══ Records supplied ══

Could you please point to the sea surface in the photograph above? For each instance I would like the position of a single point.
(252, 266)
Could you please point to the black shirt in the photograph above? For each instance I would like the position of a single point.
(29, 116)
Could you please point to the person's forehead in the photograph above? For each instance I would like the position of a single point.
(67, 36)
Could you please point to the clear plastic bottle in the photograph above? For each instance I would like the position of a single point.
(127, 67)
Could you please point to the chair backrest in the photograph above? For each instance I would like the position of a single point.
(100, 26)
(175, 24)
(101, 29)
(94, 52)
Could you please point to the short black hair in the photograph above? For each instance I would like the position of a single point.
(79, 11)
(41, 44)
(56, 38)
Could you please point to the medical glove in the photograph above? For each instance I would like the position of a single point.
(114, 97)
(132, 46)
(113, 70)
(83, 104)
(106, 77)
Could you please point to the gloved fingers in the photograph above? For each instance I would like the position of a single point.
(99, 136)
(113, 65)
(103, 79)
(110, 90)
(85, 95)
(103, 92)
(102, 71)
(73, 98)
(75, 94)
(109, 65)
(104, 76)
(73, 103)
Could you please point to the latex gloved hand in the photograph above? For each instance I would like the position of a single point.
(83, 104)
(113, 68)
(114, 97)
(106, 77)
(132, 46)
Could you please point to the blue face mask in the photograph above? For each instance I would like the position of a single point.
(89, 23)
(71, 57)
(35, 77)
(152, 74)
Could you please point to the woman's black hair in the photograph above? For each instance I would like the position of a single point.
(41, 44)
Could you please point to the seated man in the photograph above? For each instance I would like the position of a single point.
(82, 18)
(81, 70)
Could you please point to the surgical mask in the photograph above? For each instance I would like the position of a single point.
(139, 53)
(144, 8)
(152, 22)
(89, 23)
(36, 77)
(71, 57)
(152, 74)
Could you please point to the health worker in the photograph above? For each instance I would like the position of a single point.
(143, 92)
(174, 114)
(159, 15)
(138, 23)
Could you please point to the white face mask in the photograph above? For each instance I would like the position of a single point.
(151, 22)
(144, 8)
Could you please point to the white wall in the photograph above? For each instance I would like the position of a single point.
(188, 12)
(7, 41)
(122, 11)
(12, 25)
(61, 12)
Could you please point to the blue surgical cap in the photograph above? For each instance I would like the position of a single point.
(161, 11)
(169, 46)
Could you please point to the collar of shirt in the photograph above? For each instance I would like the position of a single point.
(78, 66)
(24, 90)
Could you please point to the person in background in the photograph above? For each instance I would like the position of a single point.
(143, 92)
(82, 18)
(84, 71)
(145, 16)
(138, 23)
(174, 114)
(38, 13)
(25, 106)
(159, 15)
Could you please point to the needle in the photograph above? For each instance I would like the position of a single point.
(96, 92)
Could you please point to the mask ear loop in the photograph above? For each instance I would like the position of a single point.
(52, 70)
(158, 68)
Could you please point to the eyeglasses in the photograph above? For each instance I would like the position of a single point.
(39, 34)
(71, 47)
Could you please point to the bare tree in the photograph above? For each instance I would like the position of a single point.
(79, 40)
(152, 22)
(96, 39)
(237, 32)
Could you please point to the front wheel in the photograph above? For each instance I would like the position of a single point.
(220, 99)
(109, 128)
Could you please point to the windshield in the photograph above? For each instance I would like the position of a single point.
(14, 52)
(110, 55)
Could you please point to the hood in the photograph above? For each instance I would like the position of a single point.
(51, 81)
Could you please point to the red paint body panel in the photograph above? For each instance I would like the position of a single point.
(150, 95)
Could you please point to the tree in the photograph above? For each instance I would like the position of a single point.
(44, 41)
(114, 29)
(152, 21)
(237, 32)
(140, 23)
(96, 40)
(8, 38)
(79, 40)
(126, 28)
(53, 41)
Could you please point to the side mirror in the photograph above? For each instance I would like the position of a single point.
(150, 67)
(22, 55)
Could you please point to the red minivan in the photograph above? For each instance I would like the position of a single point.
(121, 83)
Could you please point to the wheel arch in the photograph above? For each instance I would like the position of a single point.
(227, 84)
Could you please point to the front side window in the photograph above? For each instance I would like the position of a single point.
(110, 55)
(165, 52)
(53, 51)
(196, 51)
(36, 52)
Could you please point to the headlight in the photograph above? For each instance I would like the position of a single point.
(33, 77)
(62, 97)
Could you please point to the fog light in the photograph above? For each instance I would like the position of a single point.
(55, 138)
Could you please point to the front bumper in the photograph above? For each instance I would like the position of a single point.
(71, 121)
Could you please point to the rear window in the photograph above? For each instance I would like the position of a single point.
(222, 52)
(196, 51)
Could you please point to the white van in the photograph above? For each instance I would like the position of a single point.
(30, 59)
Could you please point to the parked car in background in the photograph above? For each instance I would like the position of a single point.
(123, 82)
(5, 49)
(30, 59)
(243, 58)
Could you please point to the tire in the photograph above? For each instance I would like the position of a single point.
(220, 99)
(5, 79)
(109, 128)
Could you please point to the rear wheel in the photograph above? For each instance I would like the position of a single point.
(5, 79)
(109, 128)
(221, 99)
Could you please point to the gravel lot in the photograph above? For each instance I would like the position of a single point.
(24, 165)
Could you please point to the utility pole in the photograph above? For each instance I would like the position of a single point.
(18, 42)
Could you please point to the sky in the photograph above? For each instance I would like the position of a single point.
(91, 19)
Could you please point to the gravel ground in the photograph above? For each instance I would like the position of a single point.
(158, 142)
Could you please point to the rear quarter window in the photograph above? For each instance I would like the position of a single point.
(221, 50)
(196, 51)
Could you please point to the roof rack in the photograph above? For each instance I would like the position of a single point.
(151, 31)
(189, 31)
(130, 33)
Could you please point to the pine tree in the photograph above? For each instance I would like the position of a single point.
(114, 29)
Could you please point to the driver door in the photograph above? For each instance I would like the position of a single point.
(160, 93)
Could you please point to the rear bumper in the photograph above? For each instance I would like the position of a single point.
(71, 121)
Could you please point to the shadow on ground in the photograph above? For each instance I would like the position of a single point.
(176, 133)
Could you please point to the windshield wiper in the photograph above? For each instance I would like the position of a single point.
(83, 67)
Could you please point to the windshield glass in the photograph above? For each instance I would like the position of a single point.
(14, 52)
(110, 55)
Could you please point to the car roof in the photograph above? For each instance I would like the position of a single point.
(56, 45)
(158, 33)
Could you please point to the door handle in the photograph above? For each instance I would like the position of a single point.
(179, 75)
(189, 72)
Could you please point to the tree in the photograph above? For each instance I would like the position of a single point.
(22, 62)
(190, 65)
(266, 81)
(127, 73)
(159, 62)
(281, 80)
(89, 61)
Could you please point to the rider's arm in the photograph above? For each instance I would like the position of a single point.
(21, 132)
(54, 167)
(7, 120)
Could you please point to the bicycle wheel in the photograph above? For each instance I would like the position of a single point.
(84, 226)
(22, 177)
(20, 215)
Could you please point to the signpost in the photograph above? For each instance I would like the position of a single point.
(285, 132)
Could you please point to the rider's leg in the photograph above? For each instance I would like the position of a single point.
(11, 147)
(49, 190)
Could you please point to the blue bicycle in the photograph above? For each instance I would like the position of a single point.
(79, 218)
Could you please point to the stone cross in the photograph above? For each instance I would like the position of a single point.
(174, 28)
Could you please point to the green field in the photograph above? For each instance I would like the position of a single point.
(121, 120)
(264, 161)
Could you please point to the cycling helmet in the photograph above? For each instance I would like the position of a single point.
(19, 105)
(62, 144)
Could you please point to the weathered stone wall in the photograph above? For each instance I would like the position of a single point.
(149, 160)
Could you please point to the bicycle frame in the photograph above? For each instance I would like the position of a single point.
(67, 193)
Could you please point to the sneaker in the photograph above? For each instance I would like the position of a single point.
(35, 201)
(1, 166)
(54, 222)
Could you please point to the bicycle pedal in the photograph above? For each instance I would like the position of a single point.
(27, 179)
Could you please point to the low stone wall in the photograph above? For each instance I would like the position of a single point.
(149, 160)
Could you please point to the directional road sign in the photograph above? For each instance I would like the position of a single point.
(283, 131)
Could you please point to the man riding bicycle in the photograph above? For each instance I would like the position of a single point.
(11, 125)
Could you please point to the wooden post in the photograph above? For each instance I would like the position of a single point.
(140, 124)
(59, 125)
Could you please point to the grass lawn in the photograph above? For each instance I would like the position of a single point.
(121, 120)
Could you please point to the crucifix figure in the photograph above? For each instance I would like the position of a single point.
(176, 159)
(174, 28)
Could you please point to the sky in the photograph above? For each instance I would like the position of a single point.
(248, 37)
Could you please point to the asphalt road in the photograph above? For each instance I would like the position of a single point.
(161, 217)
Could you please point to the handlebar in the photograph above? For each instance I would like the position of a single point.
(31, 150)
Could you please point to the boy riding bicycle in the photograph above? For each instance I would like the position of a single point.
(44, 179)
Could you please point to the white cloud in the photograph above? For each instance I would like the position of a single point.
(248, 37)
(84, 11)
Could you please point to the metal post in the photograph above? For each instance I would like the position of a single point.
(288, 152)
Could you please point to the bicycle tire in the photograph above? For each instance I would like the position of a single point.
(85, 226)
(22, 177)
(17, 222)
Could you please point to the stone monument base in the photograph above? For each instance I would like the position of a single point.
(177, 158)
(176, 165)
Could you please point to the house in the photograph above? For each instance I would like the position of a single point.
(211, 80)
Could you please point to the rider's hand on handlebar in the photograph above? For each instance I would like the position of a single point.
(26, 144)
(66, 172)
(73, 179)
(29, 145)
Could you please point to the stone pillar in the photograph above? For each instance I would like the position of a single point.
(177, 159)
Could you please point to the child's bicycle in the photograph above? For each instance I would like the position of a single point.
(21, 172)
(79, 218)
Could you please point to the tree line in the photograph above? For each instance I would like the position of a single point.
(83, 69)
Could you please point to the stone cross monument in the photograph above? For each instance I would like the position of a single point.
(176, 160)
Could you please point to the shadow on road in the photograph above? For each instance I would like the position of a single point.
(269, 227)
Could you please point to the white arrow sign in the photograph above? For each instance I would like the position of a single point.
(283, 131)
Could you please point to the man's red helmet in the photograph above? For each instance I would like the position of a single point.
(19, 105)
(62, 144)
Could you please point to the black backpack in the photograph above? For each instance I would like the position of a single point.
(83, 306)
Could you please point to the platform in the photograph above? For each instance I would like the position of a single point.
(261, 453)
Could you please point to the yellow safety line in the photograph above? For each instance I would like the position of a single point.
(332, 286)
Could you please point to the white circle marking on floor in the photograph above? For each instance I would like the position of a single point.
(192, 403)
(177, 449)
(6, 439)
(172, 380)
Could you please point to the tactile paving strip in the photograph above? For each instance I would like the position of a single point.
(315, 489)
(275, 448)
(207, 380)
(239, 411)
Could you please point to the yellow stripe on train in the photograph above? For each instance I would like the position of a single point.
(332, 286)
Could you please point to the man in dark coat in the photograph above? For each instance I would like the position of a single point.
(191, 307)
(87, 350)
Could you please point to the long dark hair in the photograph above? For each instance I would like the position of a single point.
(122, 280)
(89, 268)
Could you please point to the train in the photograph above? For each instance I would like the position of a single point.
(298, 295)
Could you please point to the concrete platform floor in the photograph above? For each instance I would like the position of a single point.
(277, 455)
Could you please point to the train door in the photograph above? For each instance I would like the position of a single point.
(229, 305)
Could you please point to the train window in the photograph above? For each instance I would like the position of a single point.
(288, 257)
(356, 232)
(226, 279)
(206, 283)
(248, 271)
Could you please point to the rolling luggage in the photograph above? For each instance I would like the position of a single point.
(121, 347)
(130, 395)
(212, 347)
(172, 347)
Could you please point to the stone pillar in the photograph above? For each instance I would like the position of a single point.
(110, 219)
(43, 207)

═══

Your goal: Your answer must be the line with "Could you please point to the tactile" and all lines after it through the final line of the entries, copied exactly and with nothing added.

Exercise output:
Could you please point to the tactile paving strip in the photograph above? For each instance I would like the position of a single point.
(315, 489)
(275, 448)
(207, 380)
(239, 411)
Could you please point to the yellow stripe on train in the photograph above? For each instance I would like the position of a single point.
(332, 286)
Could you please point to the man in dark coat in the photograph above? For each instance I would like the position of a single point.
(191, 307)
(87, 350)
Could you please point to the long dark hair in the photograph above? For each instance I would like the position of a single point.
(122, 280)
(89, 268)
Could you please point to the train in the photograph above? For each instance I would like the position of a single point.
(298, 295)
Could you please point to the concrete platform floor in the photograph above? For each instance I would like the position of a single point.
(277, 455)
Could you please point to the train door in the photograph above? For each instance I would like the position of a single point.
(229, 305)
Could you please point to the train window in the photograph above? For each instance I would like the position of a single point.
(288, 257)
(356, 232)
(226, 279)
(206, 283)
(248, 271)
Could you please point to the rolling luggage in the photograph above? For each instance I would like the position of a single point.
(121, 347)
(130, 395)
(212, 347)
(172, 347)
Could you please point to the stone pillar in the photograph above? For each instance I would like the position of a single point.
(110, 219)
(43, 207)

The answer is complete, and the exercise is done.